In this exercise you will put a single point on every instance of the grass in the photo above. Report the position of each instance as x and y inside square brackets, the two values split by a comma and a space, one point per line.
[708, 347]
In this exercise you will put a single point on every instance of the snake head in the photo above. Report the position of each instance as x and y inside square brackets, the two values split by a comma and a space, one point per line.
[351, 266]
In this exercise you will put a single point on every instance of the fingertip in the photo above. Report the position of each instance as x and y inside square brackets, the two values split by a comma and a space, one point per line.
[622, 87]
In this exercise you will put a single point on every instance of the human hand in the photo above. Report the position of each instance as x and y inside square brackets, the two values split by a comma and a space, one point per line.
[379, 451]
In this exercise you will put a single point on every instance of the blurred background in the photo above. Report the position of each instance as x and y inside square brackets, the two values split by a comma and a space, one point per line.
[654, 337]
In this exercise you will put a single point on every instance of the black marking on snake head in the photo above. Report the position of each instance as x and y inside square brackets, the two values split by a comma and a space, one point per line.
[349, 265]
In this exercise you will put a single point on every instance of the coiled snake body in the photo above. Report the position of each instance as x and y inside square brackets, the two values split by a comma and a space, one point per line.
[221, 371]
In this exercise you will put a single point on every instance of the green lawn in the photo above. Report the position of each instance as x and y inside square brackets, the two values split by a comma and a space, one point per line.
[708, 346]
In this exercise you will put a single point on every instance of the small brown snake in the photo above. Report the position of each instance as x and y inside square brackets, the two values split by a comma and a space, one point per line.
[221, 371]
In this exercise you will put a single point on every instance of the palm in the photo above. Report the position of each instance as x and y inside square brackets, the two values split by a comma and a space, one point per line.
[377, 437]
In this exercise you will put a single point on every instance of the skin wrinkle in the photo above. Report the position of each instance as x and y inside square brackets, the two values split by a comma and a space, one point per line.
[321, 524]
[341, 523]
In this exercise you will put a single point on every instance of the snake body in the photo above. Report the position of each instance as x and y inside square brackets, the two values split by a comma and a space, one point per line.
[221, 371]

### [Exercise]
Write the data out again. Match it exactly.

### [Exercise response]
In this exercise you will put a single point on every instance of the grass in the photo above. Report the position of each instance as x and y inside square brackets, the two values split by a comma and a space, one point per line.
[708, 347]
In this exercise you will put a single point on every instance of the snake head in the photo above. Report the position of each instance as x and y inside square brackets, the two values split by a comma and a space, one point per line.
[351, 266]
In this exercise you will put a single point on every instance of the fingertip in the photo above. Report the position of each instance as x and y inside square brackets, the two values split by a comma and a space, one point per line.
[622, 87]
In this exercise you will put a single point on every instance of the human hand in the photo above. Report the position of each instance as x and y inside square brackets, the two values split by a comma and a space, one point per line.
[379, 451]
In this exercise you will put a single point on every instance of the blurred background in the photo above. Report the position of each instance as x and y inside square brackets, the two values split by a comma and a space, one point per line.
[654, 337]
In this exercise you will put a single point on every instance of the black marking on snake head in the photo above. Report the position of each instance as x and y inside square brackets, the two values split by a comma and a space, one point per line.
[349, 265]
In this exercise you will put a single point on every instance of the coiled snake body in the photo above. Report the position of each instance as x and y inside square brackets, the two values split by a comma and a space, one point per line.
[221, 371]
In this exercise you will put a single point on every instance of the green lawn in the photo above. Report the position of each instance as x and y inside square brackets, the two values split by a comma and a space, one point per line.
[708, 346]
In this exercise you will put a single point on every instance of the small brown snake in the photo above. Report the position of each instance as x and y inside square brackets, the two values split by a comma and a space, one point per line.
[221, 371]
In this exercise you will put a single point on every instance of the palm in the photo above. Report the position of each instance as x and y inside square brackets, the two values split by a comma and a space, one point per line.
[377, 437]
In this exercise you will put a single point on every instance of the skin wrinkle in the photo above. Report the position of each instance as x and y inside square brackets, the two values split by a comma and a space, one point per line.
[321, 524]
[341, 523]
In this exercise you will put a single point on every instance of the snake body in the photo above. Report the position of each instance as x and y inside square brackets, the two values split by a comma and a space, one point per line.
[221, 371]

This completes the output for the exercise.